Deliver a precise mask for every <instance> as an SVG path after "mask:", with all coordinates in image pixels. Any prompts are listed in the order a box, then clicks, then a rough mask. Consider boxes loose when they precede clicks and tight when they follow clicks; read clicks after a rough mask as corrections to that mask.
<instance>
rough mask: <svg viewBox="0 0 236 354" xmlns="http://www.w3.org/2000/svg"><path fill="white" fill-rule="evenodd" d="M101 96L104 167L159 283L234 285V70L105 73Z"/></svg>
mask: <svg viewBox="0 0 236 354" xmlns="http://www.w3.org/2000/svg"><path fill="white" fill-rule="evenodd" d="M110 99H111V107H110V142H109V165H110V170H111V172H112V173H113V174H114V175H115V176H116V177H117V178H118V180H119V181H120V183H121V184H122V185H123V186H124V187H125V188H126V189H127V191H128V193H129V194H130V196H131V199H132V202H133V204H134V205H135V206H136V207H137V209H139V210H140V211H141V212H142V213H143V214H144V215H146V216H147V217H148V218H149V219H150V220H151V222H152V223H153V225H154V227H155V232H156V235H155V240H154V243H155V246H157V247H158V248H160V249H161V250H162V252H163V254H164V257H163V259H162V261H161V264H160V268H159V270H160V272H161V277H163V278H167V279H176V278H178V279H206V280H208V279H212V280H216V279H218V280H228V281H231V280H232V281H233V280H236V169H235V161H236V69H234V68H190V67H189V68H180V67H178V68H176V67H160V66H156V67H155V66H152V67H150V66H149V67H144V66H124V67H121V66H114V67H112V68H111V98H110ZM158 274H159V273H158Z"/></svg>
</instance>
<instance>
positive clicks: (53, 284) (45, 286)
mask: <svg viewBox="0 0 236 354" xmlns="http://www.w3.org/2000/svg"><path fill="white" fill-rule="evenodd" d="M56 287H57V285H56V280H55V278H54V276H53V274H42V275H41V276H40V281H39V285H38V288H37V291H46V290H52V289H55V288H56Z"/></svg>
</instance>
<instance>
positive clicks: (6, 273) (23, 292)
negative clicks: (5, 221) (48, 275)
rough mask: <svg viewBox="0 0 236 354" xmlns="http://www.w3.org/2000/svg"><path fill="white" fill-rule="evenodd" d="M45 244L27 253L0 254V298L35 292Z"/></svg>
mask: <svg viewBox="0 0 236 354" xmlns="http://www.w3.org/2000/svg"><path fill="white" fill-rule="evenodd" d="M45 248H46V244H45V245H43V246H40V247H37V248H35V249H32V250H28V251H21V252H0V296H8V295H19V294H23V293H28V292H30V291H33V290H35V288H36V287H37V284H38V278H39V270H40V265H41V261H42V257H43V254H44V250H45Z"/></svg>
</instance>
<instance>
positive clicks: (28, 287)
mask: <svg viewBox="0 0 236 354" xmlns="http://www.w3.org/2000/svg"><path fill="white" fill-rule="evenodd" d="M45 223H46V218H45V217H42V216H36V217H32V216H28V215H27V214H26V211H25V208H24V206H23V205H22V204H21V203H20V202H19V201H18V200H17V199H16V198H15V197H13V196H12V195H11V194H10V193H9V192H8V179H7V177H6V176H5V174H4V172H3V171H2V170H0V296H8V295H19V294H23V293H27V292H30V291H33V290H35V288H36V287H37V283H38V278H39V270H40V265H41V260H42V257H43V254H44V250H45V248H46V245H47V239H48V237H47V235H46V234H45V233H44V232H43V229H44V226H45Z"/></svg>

--------------------

EXERCISE DESCRIPTION:
After locating the line holding "96L104 167L159 283L234" above, output exactly that line and every line after it through the line holding "negative clicks: (5, 221) (48, 275)". Include nothing else.

COMPLETED TASK:
rough mask: <svg viewBox="0 0 236 354" xmlns="http://www.w3.org/2000/svg"><path fill="white" fill-rule="evenodd" d="M101 96L104 167L159 283L234 285V70L105 73Z"/></svg>
mask: <svg viewBox="0 0 236 354" xmlns="http://www.w3.org/2000/svg"><path fill="white" fill-rule="evenodd" d="M110 99H111V107H110V142H109V165H110V170H111V172H112V173H113V174H114V175H115V176H116V177H117V178H118V180H119V181H120V183H121V184H122V185H123V186H124V187H125V188H126V189H127V191H128V193H129V194H130V196H131V199H132V202H133V204H134V205H135V206H136V207H137V209H139V210H140V211H141V212H142V213H143V214H144V215H146V216H147V217H148V218H149V219H150V220H151V222H152V223H153V225H154V227H155V232H156V235H155V240H154V243H155V246H157V247H158V248H160V249H161V250H162V252H163V254H164V257H163V259H162V261H161V264H160V268H159V270H160V272H161V277H163V278H167V279H176V278H178V279H206V280H208V279H212V280H216V279H218V280H228V281H231V280H232V281H233V280H236V169H235V161H236V69H234V68H190V67H189V68H180V67H178V68H176V67H160V66H156V67H155V66H152V67H150V66H149V67H144V66H124V67H121V66H114V67H112V68H111V98H110ZM158 274H159V273H158Z"/></svg>
</instance>
<instance>
positive clicks: (53, 284) (45, 286)
mask: <svg viewBox="0 0 236 354" xmlns="http://www.w3.org/2000/svg"><path fill="white" fill-rule="evenodd" d="M56 287H57V285H56V280H55V278H54V276H53V274H42V275H41V276H40V281H39V285H38V288H37V291H46V290H52V289H55V288H56Z"/></svg>
</instance>
<instance>
positive clicks: (6, 273) (23, 292)
negative clicks: (5, 221) (48, 275)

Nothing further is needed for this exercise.